### EXTRACTED INFORMATION
··········

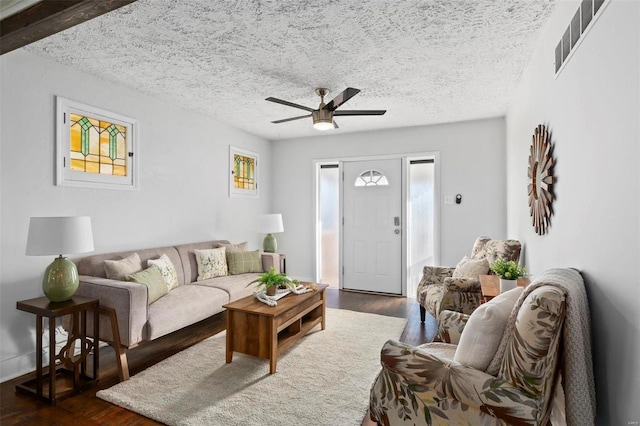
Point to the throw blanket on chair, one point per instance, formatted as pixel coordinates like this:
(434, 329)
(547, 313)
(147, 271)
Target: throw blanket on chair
(577, 368)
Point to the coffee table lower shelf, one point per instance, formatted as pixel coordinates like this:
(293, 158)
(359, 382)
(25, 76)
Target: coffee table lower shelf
(254, 328)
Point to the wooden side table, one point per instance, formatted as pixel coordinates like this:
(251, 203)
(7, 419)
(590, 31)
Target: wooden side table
(490, 285)
(65, 362)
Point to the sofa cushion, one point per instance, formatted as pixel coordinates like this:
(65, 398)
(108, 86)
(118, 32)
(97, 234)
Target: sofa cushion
(94, 265)
(471, 268)
(532, 351)
(482, 333)
(153, 279)
(118, 269)
(188, 257)
(183, 306)
(244, 246)
(167, 270)
(211, 263)
(236, 286)
(242, 262)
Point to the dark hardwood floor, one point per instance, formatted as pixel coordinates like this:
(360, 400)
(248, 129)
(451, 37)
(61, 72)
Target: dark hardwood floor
(87, 409)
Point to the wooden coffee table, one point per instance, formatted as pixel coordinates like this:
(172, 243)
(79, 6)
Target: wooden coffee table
(490, 285)
(255, 328)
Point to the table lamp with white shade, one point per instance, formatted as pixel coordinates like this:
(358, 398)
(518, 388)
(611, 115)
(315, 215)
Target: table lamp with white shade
(59, 235)
(270, 224)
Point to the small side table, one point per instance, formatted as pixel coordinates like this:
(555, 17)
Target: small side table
(65, 362)
(490, 285)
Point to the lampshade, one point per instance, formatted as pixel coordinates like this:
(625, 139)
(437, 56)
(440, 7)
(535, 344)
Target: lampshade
(270, 223)
(59, 235)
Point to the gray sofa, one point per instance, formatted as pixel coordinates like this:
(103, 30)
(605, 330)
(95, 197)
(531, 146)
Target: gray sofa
(127, 320)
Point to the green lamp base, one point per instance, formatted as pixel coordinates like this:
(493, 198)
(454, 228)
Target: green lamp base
(270, 245)
(60, 280)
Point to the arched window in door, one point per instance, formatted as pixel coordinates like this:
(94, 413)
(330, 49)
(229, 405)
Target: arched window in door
(371, 178)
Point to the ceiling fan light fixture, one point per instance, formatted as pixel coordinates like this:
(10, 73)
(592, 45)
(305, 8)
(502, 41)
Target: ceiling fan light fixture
(322, 119)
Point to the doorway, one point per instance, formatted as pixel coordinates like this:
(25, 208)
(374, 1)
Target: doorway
(419, 221)
(372, 226)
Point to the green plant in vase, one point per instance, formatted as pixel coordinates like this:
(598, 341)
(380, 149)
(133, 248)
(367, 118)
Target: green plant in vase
(271, 280)
(508, 269)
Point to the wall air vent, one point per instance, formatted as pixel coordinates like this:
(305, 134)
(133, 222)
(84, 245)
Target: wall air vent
(584, 18)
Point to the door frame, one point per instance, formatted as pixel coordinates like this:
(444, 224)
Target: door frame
(406, 158)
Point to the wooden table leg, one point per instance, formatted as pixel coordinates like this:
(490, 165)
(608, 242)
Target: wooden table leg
(273, 349)
(52, 360)
(229, 355)
(39, 383)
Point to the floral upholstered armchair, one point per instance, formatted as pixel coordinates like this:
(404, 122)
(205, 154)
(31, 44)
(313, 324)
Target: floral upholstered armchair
(542, 359)
(441, 289)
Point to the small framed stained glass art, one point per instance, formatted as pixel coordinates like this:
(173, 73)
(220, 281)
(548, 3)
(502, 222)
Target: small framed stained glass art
(95, 148)
(243, 173)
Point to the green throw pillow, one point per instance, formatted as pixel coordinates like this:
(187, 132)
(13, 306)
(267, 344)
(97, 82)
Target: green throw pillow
(152, 278)
(242, 262)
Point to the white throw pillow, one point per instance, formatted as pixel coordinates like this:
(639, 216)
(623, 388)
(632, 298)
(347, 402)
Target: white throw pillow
(118, 269)
(471, 268)
(167, 270)
(482, 333)
(211, 263)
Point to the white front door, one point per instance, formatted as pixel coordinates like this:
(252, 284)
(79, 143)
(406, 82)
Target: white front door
(372, 228)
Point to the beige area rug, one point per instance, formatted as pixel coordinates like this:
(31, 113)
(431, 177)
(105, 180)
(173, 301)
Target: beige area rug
(322, 380)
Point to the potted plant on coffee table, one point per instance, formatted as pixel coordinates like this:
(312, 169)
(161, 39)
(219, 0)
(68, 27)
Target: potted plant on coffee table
(271, 280)
(509, 272)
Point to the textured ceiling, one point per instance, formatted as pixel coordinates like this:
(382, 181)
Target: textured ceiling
(425, 62)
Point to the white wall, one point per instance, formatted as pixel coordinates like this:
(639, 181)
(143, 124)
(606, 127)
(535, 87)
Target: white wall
(182, 194)
(472, 161)
(593, 111)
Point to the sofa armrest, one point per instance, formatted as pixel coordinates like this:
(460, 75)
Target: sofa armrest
(461, 295)
(434, 380)
(270, 260)
(450, 326)
(128, 299)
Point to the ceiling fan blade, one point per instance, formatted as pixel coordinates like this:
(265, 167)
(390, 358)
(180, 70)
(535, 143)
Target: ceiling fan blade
(291, 119)
(360, 112)
(343, 97)
(287, 103)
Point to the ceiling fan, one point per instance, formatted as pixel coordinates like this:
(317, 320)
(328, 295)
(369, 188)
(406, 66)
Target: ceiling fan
(323, 116)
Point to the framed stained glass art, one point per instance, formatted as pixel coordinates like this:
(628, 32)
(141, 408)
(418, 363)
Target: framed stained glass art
(243, 173)
(95, 148)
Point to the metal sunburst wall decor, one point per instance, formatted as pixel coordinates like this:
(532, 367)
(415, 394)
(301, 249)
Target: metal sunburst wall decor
(540, 174)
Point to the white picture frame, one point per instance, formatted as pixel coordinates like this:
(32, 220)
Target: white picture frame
(243, 163)
(122, 158)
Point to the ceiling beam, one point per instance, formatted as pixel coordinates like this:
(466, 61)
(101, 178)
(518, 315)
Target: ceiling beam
(49, 17)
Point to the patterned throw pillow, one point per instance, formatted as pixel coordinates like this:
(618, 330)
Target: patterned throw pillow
(152, 278)
(118, 269)
(482, 334)
(242, 262)
(235, 247)
(167, 270)
(211, 263)
(471, 268)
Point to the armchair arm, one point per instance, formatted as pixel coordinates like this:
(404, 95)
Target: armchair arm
(434, 275)
(461, 295)
(450, 391)
(128, 299)
(450, 326)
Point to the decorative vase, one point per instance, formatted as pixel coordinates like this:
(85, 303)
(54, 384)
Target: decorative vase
(506, 285)
(60, 280)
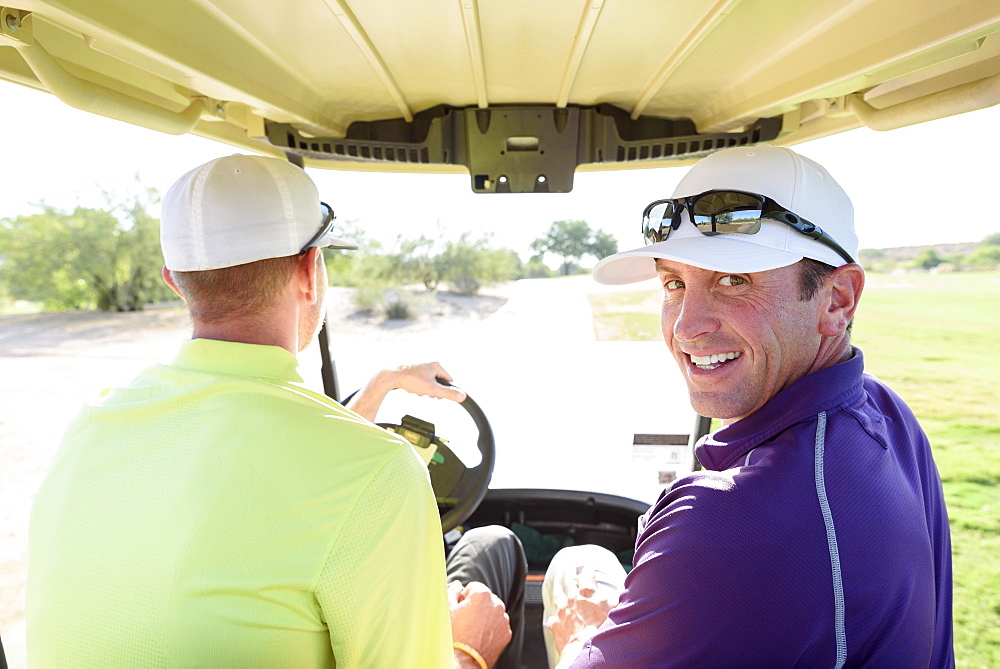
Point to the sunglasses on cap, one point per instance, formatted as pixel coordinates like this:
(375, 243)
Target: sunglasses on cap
(721, 212)
(324, 228)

··········

### DIRECTIONS FOR THIS TASK
Omit the pictures. Output every record above word for word.

### EXPECTED OUTPUT
Point to the throw blanket on chair, one point per instance, formatted as pixel coordinates like this:
(434, 329)
(547, 313)
(147, 271)
Target: throw blanket on chair
(577, 368)
Point to the coffee table lower shelf, one point per instance, formatted as pixel coordinates like this:
(293, 158)
(359, 382)
(25, 76)
Target: coffee table lower shelf
(254, 328)
Point to the wooden side table, one point per instance, formatted as pixel coordinates like this:
(251, 203)
(7, 419)
(590, 31)
Target: wooden side table
(490, 285)
(65, 362)
Point to the sofa cushion, one point per instance, formatted as pixel coordinates like this:
(65, 398)
(108, 86)
(118, 32)
(97, 234)
Target: sofa cushion
(94, 265)
(471, 268)
(532, 351)
(482, 333)
(153, 279)
(118, 269)
(188, 257)
(183, 306)
(244, 246)
(167, 270)
(211, 263)
(236, 286)
(242, 262)
Point to the dark hardwood floor, one point per instance, formatted as pixel coordinates like this:
(360, 400)
(248, 129)
(451, 37)
(61, 72)
Target: dark hardwood floor
(87, 409)
Point to the wooden coffee table, one point per instance, formatted as pixel coordinates like this:
(172, 243)
(79, 6)
Target: wooden coffee table
(490, 285)
(255, 328)
Point to the table lamp with white shade, one point per instance, formatted as pixel coordinates like this:
(358, 398)
(518, 388)
(611, 115)
(315, 215)
Target: table lamp with white shade
(59, 235)
(270, 224)
Point to the small side table, one point per instance, formatted as pixel coordinates like this:
(555, 17)
Target: small side table
(65, 362)
(490, 285)
Point to the lampshade, one point per instance, formatted as pixel coordinates like this:
(625, 139)
(437, 56)
(440, 7)
(535, 344)
Target: lampshade
(270, 223)
(59, 235)
Point to the gray sofa, one point per instance, formatted as pixel coordinates like this:
(103, 30)
(605, 330)
(95, 197)
(531, 146)
Target: gray sofa
(127, 320)
Point to the green lamp base, one point per instance, formatted as pixel coordinates like this:
(493, 198)
(454, 228)
Target: green lamp base
(270, 245)
(60, 280)
Point to the arched window in door, one point per instance, formatted as pixel coordinates like this:
(94, 413)
(330, 49)
(229, 405)
Target: arched window in door
(371, 178)
Point to the ceiling fan light fixture, one point per instance, formatted as pixel coordinates like this:
(10, 73)
(592, 45)
(305, 8)
(502, 41)
Target: ceiling fan light fixture
(322, 119)
Point to the doorway, one point per instance, formatted as pixel coordinates like this:
(25, 208)
(374, 1)
Target: doorway
(419, 221)
(372, 226)
Point to the green plant in vase, one point per instance, formatted as pixel coordinates like this:
(598, 341)
(380, 149)
(133, 248)
(367, 118)
Target: green plant in vase
(271, 280)
(508, 269)
Point to the wall air vent, one point per instance, formatted as pixel coordinates like this:
(305, 134)
(133, 222)
(84, 245)
Target: wall air vent
(584, 18)
Point to the door frame, one point per instance, formatted as pixel coordinates like this:
(444, 224)
Target: door frame
(406, 158)
Point to the wooden table leg, one point per instance, formatted as pixel coordinates like this:
(490, 165)
(608, 242)
Target: wooden table leg
(273, 349)
(52, 360)
(229, 355)
(39, 383)
Point to the floral upholstered armchair, one point per instance, formatted as pixel coordinates like this:
(404, 122)
(205, 154)
(31, 44)
(313, 324)
Target: floral upholstered armchair
(542, 359)
(441, 289)
Point to the small framed stained glass art, one point per instance, formatted as pixel coordinates like this:
(173, 73)
(220, 281)
(548, 3)
(502, 222)
Target: small framed stained glass art
(95, 148)
(243, 173)
Point to the green throw pillow, one point per instance, formatted as pixel coordinates like this:
(187, 132)
(13, 306)
(267, 344)
(97, 82)
Target: green throw pillow
(152, 278)
(242, 262)
Point to the white throw pillow, one point per instance, formatted as pixel coordinates like this:
(639, 216)
(623, 388)
(632, 298)
(347, 402)
Target: white throw pillow
(118, 269)
(471, 268)
(167, 270)
(482, 333)
(211, 263)
Point to the white front door, one point per instance, formatted as pixel coordinates like this:
(252, 284)
(79, 143)
(406, 82)
Target: white front door
(372, 228)
Point to the beige area rug, one point per instance, formatted as pixel coordinates like this:
(31, 113)
(431, 177)
(105, 180)
(173, 301)
Target: beige area rug
(322, 380)
Point to the potted plant on coffee table, one point per instance, formatted as pixel coordinates like this:
(312, 169)
(161, 39)
(219, 0)
(68, 27)
Target: potted plant on coffee table
(271, 280)
(509, 272)
Point to the textured ceiling, one point per instance, formatted as pixel coordinates like this:
(382, 181)
Target: textured ceiling
(425, 62)
Point to the white wall, one point per instance, formatted as pixel coordinates like this:
(639, 181)
(143, 124)
(606, 127)
(535, 87)
Target: white wall
(182, 194)
(472, 161)
(593, 111)
Point to the sofa armrest, one point per instance, formatted as pixel coordinates like this:
(460, 75)
Target: sofa armrest
(461, 295)
(434, 380)
(270, 260)
(450, 326)
(128, 299)
Point to the ceiling fan blade, one point per instance, formatted as pixel coordinates like this:
(265, 167)
(390, 358)
(180, 70)
(535, 143)
Target: ceiling fan blade
(291, 119)
(360, 112)
(343, 97)
(287, 103)
Point to the ceiling fan, one point per instance, formatted as pixel coordinates like this:
(317, 320)
(328, 295)
(369, 188)
(406, 66)
Target: ceiling fan
(323, 116)
Point to the framed stained glass art, one point per instance, formatted as pixel coordinates like this:
(628, 32)
(141, 408)
(418, 363)
Target: framed stained glass art
(243, 173)
(95, 148)
Point to the metal sunburst wall decor, one point per instance, formatted as pixel coordinates like this:
(532, 367)
(415, 394)
(301, 249)
Target: metal sunburst wall decor
(540, 174)
Point to the white picture frame, one point per instance, formatted as pixel coordinates like this:
(32, 220)
Target: white picture frame
(243, 163)
(122, 158)
Point to the ceiling beam, one point per instance, formatted as pixel coordinates like this:
(466, 61)
(101, 178)
(518, 315)
Target: ceiling beam
(49, 17)
Point to the patterned throw pillow, one point per instance, formatted as pixel coordinates like this:
(618, 330)
Target: patterned throw pillow
(152, 278)
(118, 269)
(482, 334)
(242, 262)
(235, 247)
(167, 270)
(211, 263)
(471, 268)
Point to the armchair arm, one point per instance, formatted as pixel coordinates like this:
(404, 95)
Target: armchair arm
(434, 275)
(461, 295)
(450, 391)
(128, 299)
(450, 326)
Point to the decorative vase, one point per instance, formatted as pixel coordinates like this:
(85, 303)
(54, 384)
Target: decorative vase
(506, 285)
(60, 280)
Point to the sunglasses on cap, one point per instance, formatted as pixel coordinates like this:
(375, 243)
Target: sunglasses on cap
(721, 212)
(324, 228)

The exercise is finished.